TEXT SECTION:
──────────────────────────────

Back in 1975, Federal Administrative Judge Edward McCarthy briefly tried to promote the idea of granting statehood to Lake Michigan. He figured that if the lake itself was a state, then all the surrounding states wouldn't be able to exploit its resources as easily. As for the oddness of a lake being a state, he reasoned, why not? "After all," he noted, "it's a piece of real estate on which a body of water rests."
I'm encroaching on Paul's territory here, but I just learned a weird factoid about Rhode Island geography so I thought I'd share. And I'm sure many of you will also know this, but if it was new to me I'm hoping it may be new to a few of you as well.
The factoid: Most of Rhode Island is not Rhode Island. It's the Providence Plantations.
Rhode Island's full name is "The State of Rhode Island and Providence Plantations," which makes it the longest state name in the U.S. But technically, Rhode Island is just a single island in Narragansett Bay. The island is also known as Aquidneck Island. The mainland part of the state is the Providence Plantations.
In 1975, State Sen. Ambrose Campbell introduced a bill to officially shorten the name to "The State of Rhode Island," but the bill didn't pass. So the full, long name remains.
The 1978-79 Michigan Highway map included some creative geography. If you looked at the part of the map that depicted neighboring Ohio, you found two new towns. There was Goblu, shown just east of Toledo near Bono, and Beatosu, shown to the west near Elmira. These names sounded a lot like the cries of University of Michigan football fans against rival Ohio State University.
They were included in the map at the order of Peter Fletcher, the highway commission chairman, who said he included the names to demonstrate his "loyalty to the Athens of the West, the University of Michigan." The fictitious towns were deleted from the next edition of the map. The map with the towns is now a collector's item. One is currently available for $32.55 on eBay.
Ormonde de Kay, Jr. first proposed the "theory of continental drip" in Horizon magazine (Winter 1973), although it was more of an observation than a theory. He wrote:
Continental drip is the tendency of land masses to drip, droop, sag, depend, or hang down — like wet paint in the Sherwin-Williams trademark — except that they cling to the Earth's surface below the equator instead of falling off into space.
De Kay's article was meant to be tongue-in-cheek, and there have been several elaborations of his theory in the same vein, such as here and here.
However, it's true. Continents and peninsulas do seem to "drip" south — Africa, South America, Baja California, Florida, Greenland, Scandinavia, Italy, Greece, India, Malaysia, Indochina, and Korea.
So why? Is there a reason? De Kay wrote:
A few possible explanations come to mind: some palaeomagnetic force, for example, unsuspected and therefore undetected, centered in massive, mountainous Antarctica and perpetually tugging at the lower hems of land masses. Or drip might somehow be the result of the Earth's rotation, or of lunar attraction.

──────────────────────────────

GOAL 1:
Answer these questions from the geography piece:
(a) Who introduced the 1975 bill to shorten Rhode Island's official name?
(b) Who ordered the towns Goblu and Beatosu to be put on the Michigan highway map?
(c) In which magazine did Ormonde de Kay, Jr. first propose the "theory of continental drip"?

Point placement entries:

──────────────────────────────

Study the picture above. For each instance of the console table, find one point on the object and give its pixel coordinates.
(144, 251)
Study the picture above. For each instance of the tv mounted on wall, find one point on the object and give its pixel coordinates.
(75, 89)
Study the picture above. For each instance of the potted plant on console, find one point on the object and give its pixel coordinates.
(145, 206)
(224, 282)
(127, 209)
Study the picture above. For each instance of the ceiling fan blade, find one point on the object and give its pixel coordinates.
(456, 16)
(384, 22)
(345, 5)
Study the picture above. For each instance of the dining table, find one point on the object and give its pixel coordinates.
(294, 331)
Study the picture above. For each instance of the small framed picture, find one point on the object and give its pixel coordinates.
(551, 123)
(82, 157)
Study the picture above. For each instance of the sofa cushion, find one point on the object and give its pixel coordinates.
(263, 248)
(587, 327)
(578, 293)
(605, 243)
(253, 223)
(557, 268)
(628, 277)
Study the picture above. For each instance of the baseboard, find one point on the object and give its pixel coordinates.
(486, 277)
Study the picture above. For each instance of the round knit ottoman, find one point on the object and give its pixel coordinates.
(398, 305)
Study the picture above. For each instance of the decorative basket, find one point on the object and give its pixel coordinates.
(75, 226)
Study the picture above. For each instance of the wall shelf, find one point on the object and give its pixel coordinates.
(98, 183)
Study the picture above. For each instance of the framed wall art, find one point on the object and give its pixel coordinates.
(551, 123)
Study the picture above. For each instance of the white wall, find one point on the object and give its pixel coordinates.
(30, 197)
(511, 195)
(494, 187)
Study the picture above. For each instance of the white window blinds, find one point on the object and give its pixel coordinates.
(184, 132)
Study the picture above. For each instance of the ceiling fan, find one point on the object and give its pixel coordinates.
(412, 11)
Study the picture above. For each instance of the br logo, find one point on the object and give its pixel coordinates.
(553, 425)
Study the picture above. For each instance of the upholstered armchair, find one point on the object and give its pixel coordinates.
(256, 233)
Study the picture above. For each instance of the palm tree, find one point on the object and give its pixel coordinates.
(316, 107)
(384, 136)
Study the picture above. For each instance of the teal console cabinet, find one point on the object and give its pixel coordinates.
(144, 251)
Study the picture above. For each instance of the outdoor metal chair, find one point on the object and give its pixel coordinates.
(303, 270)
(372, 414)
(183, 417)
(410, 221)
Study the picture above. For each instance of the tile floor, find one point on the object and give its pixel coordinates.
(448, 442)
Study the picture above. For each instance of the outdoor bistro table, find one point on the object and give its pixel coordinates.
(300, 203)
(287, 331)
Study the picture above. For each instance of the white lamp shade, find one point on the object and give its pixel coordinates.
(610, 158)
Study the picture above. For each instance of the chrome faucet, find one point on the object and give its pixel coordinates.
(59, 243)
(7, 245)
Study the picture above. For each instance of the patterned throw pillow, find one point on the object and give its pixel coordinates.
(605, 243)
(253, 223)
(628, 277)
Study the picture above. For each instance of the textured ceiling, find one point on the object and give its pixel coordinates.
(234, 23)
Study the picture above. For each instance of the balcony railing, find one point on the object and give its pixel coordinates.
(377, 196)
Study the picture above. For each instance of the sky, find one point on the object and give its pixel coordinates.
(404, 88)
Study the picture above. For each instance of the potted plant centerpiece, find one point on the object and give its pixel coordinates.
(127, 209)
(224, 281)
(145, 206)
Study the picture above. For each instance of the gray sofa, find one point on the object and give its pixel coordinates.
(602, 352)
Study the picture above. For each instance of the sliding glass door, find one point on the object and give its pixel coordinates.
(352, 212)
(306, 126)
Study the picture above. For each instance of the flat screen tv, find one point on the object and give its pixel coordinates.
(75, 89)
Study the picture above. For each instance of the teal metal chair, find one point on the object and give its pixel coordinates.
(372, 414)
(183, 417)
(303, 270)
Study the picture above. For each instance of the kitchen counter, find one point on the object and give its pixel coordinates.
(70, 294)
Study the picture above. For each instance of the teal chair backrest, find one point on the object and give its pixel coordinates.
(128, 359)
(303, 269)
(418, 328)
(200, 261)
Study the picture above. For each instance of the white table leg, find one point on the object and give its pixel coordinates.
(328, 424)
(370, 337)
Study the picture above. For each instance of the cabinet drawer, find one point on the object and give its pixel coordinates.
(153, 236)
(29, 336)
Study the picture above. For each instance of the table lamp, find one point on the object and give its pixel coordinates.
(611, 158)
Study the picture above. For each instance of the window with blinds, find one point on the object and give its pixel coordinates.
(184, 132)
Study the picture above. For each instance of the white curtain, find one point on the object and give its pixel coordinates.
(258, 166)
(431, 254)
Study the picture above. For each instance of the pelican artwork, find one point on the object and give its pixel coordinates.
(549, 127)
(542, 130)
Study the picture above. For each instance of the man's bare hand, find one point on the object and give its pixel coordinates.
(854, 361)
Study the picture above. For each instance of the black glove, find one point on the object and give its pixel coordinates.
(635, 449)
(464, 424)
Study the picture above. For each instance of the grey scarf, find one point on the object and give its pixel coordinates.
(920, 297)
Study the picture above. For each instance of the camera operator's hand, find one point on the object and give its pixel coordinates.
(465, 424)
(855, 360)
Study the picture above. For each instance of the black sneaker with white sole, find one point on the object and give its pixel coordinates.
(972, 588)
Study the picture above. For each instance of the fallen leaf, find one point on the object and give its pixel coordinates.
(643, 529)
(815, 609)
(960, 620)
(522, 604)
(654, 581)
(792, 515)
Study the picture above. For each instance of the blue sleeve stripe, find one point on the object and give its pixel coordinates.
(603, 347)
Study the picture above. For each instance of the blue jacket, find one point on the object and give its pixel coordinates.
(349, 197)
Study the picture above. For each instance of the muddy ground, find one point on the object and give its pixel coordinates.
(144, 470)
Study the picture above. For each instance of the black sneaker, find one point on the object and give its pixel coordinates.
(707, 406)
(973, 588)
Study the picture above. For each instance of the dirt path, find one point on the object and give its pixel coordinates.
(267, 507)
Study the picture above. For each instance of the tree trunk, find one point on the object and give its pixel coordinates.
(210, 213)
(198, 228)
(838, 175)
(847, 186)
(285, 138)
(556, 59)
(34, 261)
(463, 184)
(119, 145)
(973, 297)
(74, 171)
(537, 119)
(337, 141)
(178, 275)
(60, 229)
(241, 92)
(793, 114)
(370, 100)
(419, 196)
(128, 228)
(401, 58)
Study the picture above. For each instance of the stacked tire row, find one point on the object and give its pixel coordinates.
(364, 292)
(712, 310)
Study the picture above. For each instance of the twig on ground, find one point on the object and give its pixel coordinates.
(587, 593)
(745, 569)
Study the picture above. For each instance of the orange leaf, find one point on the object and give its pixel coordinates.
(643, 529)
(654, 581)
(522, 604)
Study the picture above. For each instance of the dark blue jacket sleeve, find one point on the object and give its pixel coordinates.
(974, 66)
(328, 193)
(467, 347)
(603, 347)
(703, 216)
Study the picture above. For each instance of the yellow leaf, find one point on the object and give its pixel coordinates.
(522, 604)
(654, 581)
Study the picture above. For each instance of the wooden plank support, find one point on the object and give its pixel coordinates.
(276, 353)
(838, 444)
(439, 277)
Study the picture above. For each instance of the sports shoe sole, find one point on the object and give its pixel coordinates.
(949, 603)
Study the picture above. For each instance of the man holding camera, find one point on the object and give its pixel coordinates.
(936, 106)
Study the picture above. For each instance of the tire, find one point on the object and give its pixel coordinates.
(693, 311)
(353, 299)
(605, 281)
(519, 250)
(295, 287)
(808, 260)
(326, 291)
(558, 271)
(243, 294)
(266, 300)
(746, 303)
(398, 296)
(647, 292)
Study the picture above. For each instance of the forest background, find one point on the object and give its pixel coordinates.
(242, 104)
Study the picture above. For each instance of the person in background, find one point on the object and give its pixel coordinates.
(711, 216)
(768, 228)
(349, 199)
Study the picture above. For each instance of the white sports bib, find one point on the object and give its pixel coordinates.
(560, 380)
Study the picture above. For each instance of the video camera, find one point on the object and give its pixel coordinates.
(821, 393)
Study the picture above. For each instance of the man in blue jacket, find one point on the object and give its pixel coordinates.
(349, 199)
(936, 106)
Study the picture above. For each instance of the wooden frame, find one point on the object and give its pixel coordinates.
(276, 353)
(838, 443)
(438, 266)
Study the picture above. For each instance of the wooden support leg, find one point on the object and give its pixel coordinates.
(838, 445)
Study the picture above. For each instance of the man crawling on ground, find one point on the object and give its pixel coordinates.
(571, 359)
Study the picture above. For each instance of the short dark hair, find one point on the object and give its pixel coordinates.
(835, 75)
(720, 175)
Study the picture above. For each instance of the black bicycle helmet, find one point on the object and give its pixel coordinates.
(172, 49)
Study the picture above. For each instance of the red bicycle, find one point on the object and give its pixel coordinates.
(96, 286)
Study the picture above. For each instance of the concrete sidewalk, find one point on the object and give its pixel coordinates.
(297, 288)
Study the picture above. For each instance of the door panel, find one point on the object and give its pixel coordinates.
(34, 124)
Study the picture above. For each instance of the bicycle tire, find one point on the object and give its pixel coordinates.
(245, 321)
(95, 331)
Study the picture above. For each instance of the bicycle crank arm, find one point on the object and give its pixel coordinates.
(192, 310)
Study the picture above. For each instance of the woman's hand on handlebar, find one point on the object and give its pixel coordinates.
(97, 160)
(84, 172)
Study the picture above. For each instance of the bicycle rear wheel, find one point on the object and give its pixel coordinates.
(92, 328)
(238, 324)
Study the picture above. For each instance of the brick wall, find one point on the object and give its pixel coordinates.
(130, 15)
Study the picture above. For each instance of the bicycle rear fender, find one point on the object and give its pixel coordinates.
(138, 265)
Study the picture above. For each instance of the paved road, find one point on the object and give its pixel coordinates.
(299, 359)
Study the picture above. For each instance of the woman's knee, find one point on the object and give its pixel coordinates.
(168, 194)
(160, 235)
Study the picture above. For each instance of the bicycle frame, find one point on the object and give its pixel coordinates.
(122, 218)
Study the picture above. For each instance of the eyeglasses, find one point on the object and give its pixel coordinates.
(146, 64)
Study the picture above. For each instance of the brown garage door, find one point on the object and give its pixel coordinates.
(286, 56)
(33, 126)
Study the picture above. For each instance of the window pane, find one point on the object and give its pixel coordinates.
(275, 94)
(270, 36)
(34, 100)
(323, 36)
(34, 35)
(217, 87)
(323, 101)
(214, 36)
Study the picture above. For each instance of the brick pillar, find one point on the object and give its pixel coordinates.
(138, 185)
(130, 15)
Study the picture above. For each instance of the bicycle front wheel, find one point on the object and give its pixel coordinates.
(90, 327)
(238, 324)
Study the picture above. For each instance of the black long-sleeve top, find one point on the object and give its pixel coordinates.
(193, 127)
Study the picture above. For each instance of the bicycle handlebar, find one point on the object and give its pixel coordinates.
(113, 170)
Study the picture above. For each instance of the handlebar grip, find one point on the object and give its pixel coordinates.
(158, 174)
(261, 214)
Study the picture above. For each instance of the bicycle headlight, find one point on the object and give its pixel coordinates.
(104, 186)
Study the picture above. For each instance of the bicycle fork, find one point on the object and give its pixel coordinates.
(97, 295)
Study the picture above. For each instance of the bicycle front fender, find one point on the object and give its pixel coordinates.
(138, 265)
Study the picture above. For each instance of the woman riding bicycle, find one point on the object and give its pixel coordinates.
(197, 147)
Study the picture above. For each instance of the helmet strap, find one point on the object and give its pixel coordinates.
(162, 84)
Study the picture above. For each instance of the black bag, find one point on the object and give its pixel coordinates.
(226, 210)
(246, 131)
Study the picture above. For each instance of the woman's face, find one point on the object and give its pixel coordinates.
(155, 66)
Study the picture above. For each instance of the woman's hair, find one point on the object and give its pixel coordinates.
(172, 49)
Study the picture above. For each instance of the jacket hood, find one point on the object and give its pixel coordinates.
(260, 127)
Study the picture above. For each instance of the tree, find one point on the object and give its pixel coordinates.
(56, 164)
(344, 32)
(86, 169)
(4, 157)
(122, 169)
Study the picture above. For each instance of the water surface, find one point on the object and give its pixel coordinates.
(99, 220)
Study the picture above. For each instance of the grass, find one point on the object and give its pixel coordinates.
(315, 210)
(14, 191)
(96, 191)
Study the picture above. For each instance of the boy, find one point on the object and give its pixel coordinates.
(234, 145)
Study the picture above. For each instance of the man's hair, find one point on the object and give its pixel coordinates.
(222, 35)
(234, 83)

──────────────────────────────

GOAL 2: Pull out every line of the entries that contains the word "tree". Case counts.

TASK ANSWER 1:
(a) State Sen. Ambrose Campbell
(b) Peter Fletcher, the highway commission chairman
(c) Horizon magazine (Winter 1973)

TASK ANSWER 2:
Study the picture above. For each instance of the palm tree, find one point on the object and give its pixel coordinates.
Study the picture above. For each instance of the tree trunk, find one point on the object and give its pixel coordinates.
Study the picture above. For each instance of the tree, find one point on the object and give its pixel coordinates.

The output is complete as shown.